───── Supplied records ─────

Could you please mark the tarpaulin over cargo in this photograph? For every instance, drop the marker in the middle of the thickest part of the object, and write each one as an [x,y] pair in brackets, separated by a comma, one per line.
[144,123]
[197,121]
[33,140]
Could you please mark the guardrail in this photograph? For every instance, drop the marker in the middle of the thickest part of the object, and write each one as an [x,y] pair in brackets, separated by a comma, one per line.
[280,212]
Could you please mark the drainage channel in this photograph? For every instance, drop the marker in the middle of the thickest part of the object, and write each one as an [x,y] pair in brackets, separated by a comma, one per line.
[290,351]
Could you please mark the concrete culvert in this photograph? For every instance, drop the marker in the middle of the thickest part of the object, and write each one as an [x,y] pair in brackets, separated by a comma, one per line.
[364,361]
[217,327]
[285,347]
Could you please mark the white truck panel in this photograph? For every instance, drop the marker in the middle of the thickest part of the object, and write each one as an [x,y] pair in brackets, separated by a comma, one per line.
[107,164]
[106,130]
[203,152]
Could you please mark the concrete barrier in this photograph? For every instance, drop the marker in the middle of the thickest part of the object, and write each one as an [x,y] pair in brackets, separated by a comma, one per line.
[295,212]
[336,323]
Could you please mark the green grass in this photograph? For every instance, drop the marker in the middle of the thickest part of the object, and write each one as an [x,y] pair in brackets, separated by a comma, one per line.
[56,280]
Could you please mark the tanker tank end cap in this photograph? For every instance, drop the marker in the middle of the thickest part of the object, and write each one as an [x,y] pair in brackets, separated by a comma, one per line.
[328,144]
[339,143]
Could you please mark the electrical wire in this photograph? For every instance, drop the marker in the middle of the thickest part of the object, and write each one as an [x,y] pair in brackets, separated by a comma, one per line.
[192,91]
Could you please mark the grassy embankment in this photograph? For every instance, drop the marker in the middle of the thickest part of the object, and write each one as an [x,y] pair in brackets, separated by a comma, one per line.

─────

What you have to do
Give a word-for-word restatement of every record.

Final answer
Could you please mark the tarpaulin over cargo in this photograph? For every instance, drop the marker in the middle of the thickest part of the object, and write each one as an [x,y] pair in brackets, separated by a comma, one per line.
[144,123]
[197,121]
[33,140]
Could you please mark the guardrail in this photograph? For every instance, drop the marker in the middle of the thickest part of the object, and write each one as an [x,y] pair in brackets, separated by a comma, one per line.
[280,212]
Could you please mark the drainage channel in this photograph? For every instance, drop the marker in the middle of the thickest part of the object, and write each one as an [x,y] pair in brackets, separated by a comma, one per line.
[290,351]
Could you please mark the concrete culvert in this photograph? For every instance, drop the marker in the middle of the thickest part of the object, and write each one as an [x,y] pair in brackets, separated by a comma, one per line.
[364,361]
[217,327]
[285,347]
Could you please mark the white truck panel in this photograph? For every instance, drop the marker in the middle of the thickest part of the object, and write each one as an [x,y] pair in brackets, separated by a comma, one per line.
[107,164]
[106,130]
[203,152]
Could you please mark the concrete barrier in this photograph? For every instance, drop the marker in the middle of the thickest part of the object, and write each one as an [x,y] pair in brackets, separated by a comma, one per line.
[295,212]
[336,323]
Could you please mark the green grass in this photograph? For every instance, drop the marker in the middle of the thickest part of the object, and write each one as an [x,y] pair in brackets, separated by a comma, one per line.
[56,280]
Could you please mark the tanker tank end cap in this photograph? For every instance, drop the marker in the middle of the thickest part of the object, and write each one as an [x,y] pair in brackets, separated by a comma, one per line.
[328,144]
[339,143]
Could you please mark the electrical wire in this photograph? For every instance, drop the marker in the middle of the thickest part of the object, and write each one as an [x,y] pair in brackets, separated by a comma, one per line.
[192,91]
Could you please mark the grassy embankment in this photograph? For every instance, drop the marker in the middle of the thickest part of the object, and write each one as an [x,y] pair in brackets, separated by a comma, one per line.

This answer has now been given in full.